Document:
------------------------

Simon can push the envelope with his characters because, with all their flaws, they feel as real as the environment they inhabit. While most procedural dramas feature a different case each week, "The Wire" focuses on just one criminal case over the course of 12 episodes, widening its scope to include a multitude of characters and story lines so the net result feels like a novel or a symphony. In each episode, the population of "The Wire" seems to move in harmony like a beehive, hustling, chitchatting, intimidating each other, giving each other shit, cracking eggs into beers and calling it breakfast, avoiding work or looking for work, pulling scams and pulling strings. These aren't good people or bad people, and they're no more charismatic or funny or special than anyone you know. They're believable. The dialogue is strange, snappy, anecdotal and sometimes (often, actually) pretty tough to follow, but it all feels organic.
Even after the great storytelling and amazing performances, there are so many other things to like about this show, it's tough to know where to begin. I like that the female cops on the show have such an understated rapport with their male co-workers. Even on shows as good as "NYPD Blue," the female cops tend to be coy and dolled up. Simon's female characters hold their ground, joke around without being cute and command real respect and friendship from their peers.
I like that a kaleidoscope of different cultures and attitudes is reflected, from union laborers to Greek criminals to Catholic priests to gay drug dealers, but the writers don't sugarcoat or hand-hold -- the characters talk about each other in openly racist terms. Anyone who's familiar with hard-bitten industrial towns of the Northeast, where there are five different Catholic churches, two Jewish temples, a Pentecostal storefront and, these days, a mosque within a few blocks of each other, knows that this is how many immigrants explain their differences. I like that the cops openly dislike and harass each other in a less than good-natured way, that the show is set in Baltimore and not L.A. or New York, that there's so much humor laced into even the heaviest scenes.
Most of all, it's exciting that TV dramas are getting this good. "The Wire" might be too slow-paced and complicated for a lot of viewers -- it's no "24," after all. But it's gratifying to watch this series captain a whole new exploration of the form, leaving the standard conventions of episodic television flailing in its wake. If, after watching this series, a TV drama starts to look like a haiku, it's because "The Wire" is, by comparison, an epic poem. Like "The Odyssey," "The Wire" invites us into a world that's complex yet harmonious, darkly imaginative and, above all, deeply human.

------------------------

Task 1: Render the rows, from the first one up to and including the line with "x=447, y=265", as a Markdown table with the columns No. and Line, leaving out blank lines.

------------------------

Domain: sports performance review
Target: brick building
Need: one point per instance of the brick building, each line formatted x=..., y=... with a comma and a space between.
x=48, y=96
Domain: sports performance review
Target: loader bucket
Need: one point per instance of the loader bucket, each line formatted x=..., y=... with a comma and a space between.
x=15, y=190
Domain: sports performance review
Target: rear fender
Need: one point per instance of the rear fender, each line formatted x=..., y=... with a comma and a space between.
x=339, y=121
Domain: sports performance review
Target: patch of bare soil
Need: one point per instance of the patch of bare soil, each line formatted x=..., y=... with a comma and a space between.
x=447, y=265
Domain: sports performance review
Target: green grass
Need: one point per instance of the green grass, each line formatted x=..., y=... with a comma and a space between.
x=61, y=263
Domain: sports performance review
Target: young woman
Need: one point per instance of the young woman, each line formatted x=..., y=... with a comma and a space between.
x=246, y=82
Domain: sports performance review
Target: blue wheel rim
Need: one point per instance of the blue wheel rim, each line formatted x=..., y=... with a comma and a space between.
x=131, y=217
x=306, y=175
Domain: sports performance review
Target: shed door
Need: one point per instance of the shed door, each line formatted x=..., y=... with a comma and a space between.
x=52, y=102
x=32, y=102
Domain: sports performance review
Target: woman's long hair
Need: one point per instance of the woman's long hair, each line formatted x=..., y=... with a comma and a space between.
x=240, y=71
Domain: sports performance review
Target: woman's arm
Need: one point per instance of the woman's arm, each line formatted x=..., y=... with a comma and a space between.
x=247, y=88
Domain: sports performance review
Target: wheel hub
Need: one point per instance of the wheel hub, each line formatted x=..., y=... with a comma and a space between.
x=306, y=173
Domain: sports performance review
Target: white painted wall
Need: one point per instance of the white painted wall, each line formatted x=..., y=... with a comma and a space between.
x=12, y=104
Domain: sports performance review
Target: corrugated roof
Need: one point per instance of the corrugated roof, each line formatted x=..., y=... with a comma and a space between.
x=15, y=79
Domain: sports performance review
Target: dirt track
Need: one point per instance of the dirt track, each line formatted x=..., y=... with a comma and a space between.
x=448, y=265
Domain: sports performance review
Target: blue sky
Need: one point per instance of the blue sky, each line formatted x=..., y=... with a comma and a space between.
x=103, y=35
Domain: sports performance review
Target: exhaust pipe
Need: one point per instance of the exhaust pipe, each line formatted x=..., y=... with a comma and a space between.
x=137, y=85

------------------------

Task 2: Write out the passage of the review from "I like that a" up to and including "the heaviest scenes.", changing "Baltimore" to "Pittsburgh".

Correct response 1:
| No. | Line |
|---|---|
| 1 | Domain: sports performance review |
| 2 | Target: brick building |
| 3 | Need: one point per instance of the brick building, each line formatted x=..., y=... with a comma and a space between. |
| 4 | x=48, y=96 |
| 5 | Domain: sports performance review |
| 6 | Target: loader bucket |
| 7 | Need: one point per instance of the loader bucket, each line formatted x=..., y=... with a comma and a space between. |
| 8 | x=15, y=190 |
| 9 | Domain: sports performance review |
| 10 | Target: rear fender |
| 11 | Need: one point per instance of the rear fender, each line formatted x=..., y=... with a comma and a space between. |
| 12 | x=339, y=121 |
| 13 | Domain: sports performance review |
| 14 | Target: patch of bare soil |
| 15 | Need: one point per instance of the patch of bare soil, each line formatted x=..., y=... with a comma and a space between. |
| 16 | x=447, y=265 |

Correct response 2:
I like that a kaleidoscope of different cultures and attitudes is reflected, from union laborers to Greek criminals to Catholic priests to gay drug dealers, but the writers don't sugarcoat or hand-hold -- the characters talk about each other in openly racist terms. Anyone who's familiar with hard-bitten industrial towns of the Northeast, where there are five different Catholic churches, two Jewish temples, a Pentecostal storefront and, these days, a mosque within a few blocks of each other, knows that this is how many immigrants explain their differences. I like that the cops openly dislike and harass each other in a less than good-natured way, that the show is set in Pittsburgh and not L.A. or New York, that there's so much humor laced into even the heaviest scenes.